__DOCUMENT TEXT__
============================================================

# Oster Powermax clippers not cutting well on labradoodle



## dontribi (Mar 23, 2012)

Hello All, 

This is my first post here so please be gentle. I am not a dog groomer just an average joe with a labradoodle. We shave our dog a few times a year so I bought a set of Oster powermax clippers. It came with a #10 blade and I bought an extra one. I've only done about 5-6 cuts on the dog and the clippers perform horribly. I took the blade off and found a little plastic piece that moves the blade back and forth. It came with two replacements of those but I'm not sure when to change it. I lubed the metal bar up with oster clipper grease.

I always oil the blade when in use. Here is the issue. I take the dog outside, oil the blades and start trimming. Its been about 2 months since the last time she was trimmed. She doesn't have curly poodle type hair its more like a golden retriever type. The clippers can't go more than 1" and start leaving lines as if it can't cut through the hair. I can't do slow normal strokes cause it just doesn't make it through.

Now I know a lot of this can be caused by me but is there any suggestions to getting longer smooth strokes? or are the clippers just in need of service? I don't have any other blades than a #10 and I'm fine with the length of the dogs fur once I get through it. Normally it would take me about an hour to trim the dog. But with the way the trimmers are functioning we're up to about 2.5 which I think is way too much. Any help or suggestions would be appreciated.

Thanks


----------



## Graco22 (Jul 16, 2007)

Your blade is dull. Send it off for sharpening or buy a new one. A 10 blade is very short. Taking the coat down that short leaves the dog susceptible to,sunburn, so use caution after clipping for a few weeks. A 7F blade would be a better length, and is still very short. Only clip a freshly washed and blow dried dog to make the blades stay sharp. Even one day after bathing is dirty enough to dull blades faster. Also, when the blade gets hot, oil it and stop until its cool. Hot blades dull faster too.


----------



## dontribi (Mar 23, 2012)

============================================================

__DATASET EXTRACT__
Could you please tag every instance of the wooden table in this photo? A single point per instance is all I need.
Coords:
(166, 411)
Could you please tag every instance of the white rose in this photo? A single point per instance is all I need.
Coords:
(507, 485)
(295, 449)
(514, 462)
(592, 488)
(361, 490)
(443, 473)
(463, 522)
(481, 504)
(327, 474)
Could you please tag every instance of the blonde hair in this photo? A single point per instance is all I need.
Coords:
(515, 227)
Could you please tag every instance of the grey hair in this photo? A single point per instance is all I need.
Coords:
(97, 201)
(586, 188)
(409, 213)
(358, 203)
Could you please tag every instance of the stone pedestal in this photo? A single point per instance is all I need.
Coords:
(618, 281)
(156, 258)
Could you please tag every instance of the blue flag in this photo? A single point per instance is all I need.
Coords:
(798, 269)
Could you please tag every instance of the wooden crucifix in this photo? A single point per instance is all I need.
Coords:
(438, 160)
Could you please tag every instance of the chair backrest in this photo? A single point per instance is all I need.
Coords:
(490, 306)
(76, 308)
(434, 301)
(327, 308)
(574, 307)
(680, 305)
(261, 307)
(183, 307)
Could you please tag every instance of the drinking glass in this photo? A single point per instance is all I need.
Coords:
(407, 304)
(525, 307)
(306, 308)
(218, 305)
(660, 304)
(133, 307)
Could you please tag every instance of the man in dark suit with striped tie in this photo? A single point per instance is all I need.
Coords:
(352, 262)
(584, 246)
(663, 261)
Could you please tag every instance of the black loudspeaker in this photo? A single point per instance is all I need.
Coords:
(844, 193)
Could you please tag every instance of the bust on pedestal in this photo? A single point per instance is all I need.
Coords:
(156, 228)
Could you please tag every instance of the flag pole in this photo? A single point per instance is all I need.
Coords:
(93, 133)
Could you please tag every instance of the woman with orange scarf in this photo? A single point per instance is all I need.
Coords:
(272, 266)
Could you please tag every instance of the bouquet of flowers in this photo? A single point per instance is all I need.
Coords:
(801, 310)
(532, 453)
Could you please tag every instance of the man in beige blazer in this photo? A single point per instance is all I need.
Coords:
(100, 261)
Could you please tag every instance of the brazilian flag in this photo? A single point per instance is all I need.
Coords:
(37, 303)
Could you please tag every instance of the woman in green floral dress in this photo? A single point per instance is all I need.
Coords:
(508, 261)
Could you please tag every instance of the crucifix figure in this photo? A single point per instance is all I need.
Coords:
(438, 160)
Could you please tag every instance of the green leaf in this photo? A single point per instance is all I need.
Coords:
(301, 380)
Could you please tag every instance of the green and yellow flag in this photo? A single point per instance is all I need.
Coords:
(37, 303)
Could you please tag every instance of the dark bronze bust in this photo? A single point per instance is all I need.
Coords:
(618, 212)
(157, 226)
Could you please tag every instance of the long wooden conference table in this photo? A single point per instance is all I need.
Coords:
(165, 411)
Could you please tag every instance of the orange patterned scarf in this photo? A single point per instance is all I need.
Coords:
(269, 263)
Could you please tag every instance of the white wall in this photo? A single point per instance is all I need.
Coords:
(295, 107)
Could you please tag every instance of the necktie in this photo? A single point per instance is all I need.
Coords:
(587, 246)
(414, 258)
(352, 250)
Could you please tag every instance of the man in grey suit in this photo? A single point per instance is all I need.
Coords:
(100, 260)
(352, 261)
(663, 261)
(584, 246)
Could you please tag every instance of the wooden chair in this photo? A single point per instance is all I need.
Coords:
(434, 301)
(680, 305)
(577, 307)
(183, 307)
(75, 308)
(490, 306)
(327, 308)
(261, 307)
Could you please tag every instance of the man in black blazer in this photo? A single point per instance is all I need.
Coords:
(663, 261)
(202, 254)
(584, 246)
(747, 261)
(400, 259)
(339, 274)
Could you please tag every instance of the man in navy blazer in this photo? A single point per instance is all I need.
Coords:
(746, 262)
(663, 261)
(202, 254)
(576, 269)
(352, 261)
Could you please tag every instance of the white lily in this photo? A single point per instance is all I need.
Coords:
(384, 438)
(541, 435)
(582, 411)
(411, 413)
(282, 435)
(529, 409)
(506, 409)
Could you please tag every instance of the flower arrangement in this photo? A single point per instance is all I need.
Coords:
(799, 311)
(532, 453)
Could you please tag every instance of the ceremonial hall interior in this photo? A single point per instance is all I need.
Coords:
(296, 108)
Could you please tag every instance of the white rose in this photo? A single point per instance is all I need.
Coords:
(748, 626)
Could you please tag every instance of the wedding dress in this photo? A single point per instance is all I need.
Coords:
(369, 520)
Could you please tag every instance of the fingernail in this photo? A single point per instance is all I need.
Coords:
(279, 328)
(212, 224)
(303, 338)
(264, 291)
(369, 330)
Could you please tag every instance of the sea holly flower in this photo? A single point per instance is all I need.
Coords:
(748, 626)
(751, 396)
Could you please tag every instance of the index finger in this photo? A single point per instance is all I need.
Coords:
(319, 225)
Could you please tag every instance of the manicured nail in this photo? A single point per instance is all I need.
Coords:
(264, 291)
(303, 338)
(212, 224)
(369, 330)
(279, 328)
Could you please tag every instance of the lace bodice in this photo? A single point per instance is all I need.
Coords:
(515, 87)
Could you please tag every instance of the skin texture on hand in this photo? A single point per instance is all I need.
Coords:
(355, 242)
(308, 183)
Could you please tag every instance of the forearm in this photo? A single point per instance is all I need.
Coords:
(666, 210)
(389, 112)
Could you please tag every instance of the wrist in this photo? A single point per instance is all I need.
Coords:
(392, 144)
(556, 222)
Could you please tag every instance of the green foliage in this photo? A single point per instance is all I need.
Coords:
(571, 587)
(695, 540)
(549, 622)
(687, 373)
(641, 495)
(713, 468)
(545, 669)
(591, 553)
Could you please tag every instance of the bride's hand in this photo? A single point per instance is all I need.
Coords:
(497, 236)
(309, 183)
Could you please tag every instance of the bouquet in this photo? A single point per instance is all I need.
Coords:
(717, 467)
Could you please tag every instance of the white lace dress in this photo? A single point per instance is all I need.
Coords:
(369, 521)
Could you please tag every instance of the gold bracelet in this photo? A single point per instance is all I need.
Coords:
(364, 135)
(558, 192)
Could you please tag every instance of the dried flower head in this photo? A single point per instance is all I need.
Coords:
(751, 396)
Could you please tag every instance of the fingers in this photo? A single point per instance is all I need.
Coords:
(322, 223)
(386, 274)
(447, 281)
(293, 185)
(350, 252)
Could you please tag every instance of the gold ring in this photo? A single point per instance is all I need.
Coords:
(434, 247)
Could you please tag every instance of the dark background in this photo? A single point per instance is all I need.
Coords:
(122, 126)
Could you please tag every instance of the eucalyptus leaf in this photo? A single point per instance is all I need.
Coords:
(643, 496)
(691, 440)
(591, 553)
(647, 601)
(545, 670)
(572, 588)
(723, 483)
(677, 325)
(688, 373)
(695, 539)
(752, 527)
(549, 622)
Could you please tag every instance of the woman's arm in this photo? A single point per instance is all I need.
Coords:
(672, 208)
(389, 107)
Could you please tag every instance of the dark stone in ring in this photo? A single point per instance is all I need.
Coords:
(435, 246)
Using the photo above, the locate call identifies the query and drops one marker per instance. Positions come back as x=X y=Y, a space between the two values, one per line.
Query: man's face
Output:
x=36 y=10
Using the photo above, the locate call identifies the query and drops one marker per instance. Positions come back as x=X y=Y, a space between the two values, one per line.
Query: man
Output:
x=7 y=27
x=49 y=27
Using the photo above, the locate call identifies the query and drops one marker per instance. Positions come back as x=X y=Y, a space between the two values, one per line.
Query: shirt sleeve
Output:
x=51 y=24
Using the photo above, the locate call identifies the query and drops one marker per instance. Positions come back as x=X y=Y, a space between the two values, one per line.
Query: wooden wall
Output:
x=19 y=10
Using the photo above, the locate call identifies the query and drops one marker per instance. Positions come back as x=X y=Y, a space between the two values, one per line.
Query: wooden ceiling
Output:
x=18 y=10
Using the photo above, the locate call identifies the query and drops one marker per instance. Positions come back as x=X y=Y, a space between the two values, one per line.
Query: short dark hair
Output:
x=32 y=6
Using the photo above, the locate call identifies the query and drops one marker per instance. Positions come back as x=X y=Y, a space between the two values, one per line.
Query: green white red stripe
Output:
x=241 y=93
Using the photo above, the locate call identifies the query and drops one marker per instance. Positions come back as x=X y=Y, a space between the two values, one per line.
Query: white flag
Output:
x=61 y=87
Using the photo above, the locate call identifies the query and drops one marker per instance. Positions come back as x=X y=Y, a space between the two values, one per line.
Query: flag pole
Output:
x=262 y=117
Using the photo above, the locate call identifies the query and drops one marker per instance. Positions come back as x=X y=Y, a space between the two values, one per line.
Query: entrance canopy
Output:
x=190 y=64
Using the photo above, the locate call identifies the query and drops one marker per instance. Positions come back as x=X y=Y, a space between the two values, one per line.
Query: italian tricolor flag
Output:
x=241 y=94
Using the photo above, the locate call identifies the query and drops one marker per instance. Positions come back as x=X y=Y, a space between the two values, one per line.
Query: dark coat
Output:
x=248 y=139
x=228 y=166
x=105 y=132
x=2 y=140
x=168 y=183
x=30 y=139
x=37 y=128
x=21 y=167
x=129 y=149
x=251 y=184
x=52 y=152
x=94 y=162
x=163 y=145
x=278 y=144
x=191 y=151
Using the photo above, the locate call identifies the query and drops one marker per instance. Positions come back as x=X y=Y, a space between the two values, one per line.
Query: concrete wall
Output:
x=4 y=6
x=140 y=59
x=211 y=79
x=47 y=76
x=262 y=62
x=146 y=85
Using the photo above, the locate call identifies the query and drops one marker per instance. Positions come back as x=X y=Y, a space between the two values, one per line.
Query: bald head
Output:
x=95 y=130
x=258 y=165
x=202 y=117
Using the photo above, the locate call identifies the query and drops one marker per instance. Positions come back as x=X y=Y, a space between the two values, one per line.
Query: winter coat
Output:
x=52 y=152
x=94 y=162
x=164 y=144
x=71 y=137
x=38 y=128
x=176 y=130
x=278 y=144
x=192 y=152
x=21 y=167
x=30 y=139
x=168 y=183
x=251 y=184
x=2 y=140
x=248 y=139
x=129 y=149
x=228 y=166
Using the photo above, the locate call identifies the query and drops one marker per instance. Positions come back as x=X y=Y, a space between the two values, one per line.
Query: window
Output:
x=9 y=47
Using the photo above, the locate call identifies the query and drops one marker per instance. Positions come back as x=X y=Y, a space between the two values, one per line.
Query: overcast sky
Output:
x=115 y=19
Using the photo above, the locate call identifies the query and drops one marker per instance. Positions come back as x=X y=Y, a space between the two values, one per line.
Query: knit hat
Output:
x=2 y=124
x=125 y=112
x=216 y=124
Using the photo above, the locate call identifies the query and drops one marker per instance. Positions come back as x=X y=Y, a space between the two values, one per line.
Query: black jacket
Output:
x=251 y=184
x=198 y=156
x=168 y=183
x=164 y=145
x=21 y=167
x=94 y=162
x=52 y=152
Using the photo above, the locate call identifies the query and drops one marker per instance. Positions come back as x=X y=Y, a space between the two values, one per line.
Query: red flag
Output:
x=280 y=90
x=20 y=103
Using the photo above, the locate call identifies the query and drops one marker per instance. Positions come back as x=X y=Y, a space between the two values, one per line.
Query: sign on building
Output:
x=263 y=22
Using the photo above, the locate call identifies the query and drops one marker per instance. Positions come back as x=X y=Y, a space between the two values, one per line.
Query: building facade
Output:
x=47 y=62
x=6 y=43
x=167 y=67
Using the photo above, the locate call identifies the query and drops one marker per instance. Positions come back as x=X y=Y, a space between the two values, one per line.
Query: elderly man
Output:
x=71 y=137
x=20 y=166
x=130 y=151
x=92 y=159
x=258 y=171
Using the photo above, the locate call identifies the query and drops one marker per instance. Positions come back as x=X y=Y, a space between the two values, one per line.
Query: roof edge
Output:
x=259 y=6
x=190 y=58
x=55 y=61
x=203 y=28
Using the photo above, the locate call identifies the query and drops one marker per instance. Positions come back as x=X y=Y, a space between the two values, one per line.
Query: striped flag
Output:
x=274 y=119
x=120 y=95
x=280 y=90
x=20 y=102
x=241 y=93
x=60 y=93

============================================================

__INSTRUCTION 1__
In the clippers thread, what blade does Graco22 recommend as a better length than a #10?
__INSTRUCTION 2__
Set down the clippers thread word for word from "I always oil" up to and including "would be appreciated.".
__INSTRUCTION 3__
Name every dog breed mentioned in the clippers thread.

__TASK OUTPUT 1__
A 7F blade.

__TASK OUTPUT 2__
I always oil the blade when in use. Here is the issue. I take the dog outside, oil the blades and start trimming. Its been about 2 months since the last time she was trimmed. She doesn't have curly poodle type hair its more like a golden retriever type. The clippers can't go more than 1" and start leaving lines as if it can't cut through the hair. I can't do slow normal strokes cause it just doesn't make it through.

Now I know a lot of this can be caused by me but is there any suggestions to getting longer smooth strokes? or are the clippers just in need of service? I don't have any other blades than a #10 and I'm fine with the length of the dogs fur once I get through it. Normally it would take me about an hour to trim the dog. But with the way the trimmers are functioning we're up to about 2.5 which I think is way too much. Any help or suggestions would be appreciated.

__TASK OUTPUT 3__
labradoodle, poodle, golden retriever